* _THE REQUEST_
Pull out every line of the listing below that contains the word "shirt", and copy each one as it appears.

* _DATA EXCERPTS_
╭──
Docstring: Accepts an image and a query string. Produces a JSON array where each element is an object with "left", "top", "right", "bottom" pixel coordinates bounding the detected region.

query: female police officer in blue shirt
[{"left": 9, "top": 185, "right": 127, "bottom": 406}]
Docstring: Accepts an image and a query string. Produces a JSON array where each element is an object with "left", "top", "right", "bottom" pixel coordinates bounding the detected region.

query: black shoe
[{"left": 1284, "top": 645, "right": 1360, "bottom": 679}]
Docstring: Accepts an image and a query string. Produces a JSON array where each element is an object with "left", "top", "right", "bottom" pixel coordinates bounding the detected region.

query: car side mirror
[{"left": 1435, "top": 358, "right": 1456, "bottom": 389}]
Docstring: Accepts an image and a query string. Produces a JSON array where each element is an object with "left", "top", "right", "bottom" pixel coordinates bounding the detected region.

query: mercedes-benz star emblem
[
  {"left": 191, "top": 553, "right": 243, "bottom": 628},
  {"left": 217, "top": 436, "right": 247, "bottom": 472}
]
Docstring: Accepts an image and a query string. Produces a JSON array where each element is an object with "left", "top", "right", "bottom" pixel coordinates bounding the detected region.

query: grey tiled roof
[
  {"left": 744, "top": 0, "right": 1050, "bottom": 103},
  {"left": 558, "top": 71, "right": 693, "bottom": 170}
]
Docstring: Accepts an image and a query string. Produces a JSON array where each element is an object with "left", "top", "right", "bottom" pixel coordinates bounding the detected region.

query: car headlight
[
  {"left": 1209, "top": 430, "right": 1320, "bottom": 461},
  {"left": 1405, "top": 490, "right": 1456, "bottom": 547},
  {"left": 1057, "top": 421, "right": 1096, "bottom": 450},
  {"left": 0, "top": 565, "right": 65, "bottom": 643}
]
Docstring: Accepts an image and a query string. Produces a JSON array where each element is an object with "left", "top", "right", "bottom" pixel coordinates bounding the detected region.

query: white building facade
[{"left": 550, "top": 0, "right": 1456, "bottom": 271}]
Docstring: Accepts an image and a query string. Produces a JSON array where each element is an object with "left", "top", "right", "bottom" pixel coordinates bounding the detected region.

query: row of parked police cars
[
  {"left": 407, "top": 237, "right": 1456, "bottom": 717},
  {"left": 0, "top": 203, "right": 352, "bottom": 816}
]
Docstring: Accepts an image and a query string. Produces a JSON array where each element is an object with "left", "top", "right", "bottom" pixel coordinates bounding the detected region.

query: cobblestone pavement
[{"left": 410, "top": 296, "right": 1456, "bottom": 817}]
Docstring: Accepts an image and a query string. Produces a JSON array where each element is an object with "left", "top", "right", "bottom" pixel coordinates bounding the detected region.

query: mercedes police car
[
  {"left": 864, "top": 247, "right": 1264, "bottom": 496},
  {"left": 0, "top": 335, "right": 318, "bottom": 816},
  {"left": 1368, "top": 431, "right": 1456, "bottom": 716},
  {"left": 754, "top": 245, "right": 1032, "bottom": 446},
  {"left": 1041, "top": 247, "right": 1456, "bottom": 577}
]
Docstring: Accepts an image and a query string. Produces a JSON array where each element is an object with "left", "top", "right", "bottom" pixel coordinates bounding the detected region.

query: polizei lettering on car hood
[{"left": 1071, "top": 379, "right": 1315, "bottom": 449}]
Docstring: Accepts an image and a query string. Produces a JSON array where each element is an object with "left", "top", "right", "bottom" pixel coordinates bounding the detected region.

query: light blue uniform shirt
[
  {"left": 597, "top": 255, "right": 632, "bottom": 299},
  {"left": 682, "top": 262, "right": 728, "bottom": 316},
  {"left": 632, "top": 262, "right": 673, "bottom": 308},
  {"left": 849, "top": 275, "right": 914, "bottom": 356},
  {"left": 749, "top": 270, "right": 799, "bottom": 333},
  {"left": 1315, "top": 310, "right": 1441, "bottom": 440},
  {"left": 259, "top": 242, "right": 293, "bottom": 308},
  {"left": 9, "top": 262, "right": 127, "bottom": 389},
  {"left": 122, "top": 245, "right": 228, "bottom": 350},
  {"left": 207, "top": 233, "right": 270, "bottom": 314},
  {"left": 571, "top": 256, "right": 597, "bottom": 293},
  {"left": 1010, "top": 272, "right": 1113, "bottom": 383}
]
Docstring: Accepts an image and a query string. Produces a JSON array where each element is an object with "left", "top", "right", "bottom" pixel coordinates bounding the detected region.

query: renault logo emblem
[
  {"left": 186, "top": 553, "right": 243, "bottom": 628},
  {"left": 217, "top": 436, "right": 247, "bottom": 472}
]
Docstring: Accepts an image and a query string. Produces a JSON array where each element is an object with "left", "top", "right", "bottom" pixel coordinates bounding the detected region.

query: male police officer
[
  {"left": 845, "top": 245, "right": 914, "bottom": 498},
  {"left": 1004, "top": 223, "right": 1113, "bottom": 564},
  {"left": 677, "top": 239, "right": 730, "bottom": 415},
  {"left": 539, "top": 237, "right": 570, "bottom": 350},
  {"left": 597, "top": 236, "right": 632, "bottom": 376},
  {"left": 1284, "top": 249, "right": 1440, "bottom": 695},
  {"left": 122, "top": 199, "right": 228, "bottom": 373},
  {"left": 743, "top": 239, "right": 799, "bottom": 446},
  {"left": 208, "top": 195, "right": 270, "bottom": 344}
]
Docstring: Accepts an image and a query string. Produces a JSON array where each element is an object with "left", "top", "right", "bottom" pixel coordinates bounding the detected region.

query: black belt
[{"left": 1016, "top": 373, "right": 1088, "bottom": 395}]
╰──
* _SOLUTION TO THE PROBLEM_
query: female police officer in blue shirt
query: light blue uniform shirt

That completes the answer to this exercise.